> [RECORDS SUPPLIED]:
******************************
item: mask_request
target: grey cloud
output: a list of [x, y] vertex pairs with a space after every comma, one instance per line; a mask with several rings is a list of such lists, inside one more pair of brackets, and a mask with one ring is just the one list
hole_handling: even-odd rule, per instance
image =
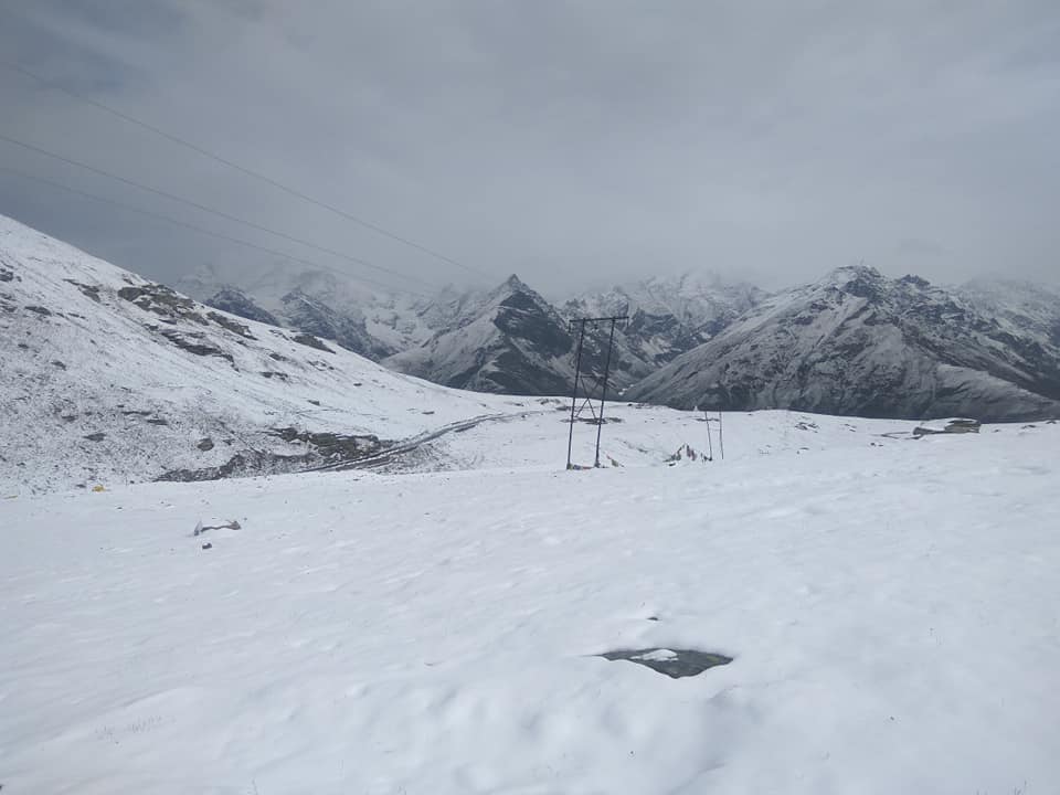
[[[1051, 0], [3, 8], [0, 50], [28, 67], [496, 279], [701, 269], [772, 287], [861, 259], [1060, 278]], [[0, 93], [4, 135], [426, 280], [471, 278], [3, 70]], [[2, 165], [358, 272], [0, 142]], [[0, 212], [153, 275], [265, 266], [3, 176]]]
******************************
> [THE REQUEST]: Quote the records above word for word, but leave the pictures out.

> [EXERCISE ANSWER]:
item: mask_request
target: grey cloud
output: a list of [x, y] vertex pairs with a space after every comma, one instance per line; a mask with several rings is a list of such lists, inside one more pair of brackets, and a mask with one ring is just the one list
hole_handling: even-odd rule, per instance
image =
[[[1051, 0], [3, 8], [0, 50], [28, 67], [496, 279], [701, 269], [772, 287], [861, 259], [1060, 278]], [[0, 93], [4, 135], [426, 280], [471, 278], [3, 70]], [[2, 165], [358, 272], [0, 142]], [[0, 212], [153, 275], [265, 266], [3, 176]]]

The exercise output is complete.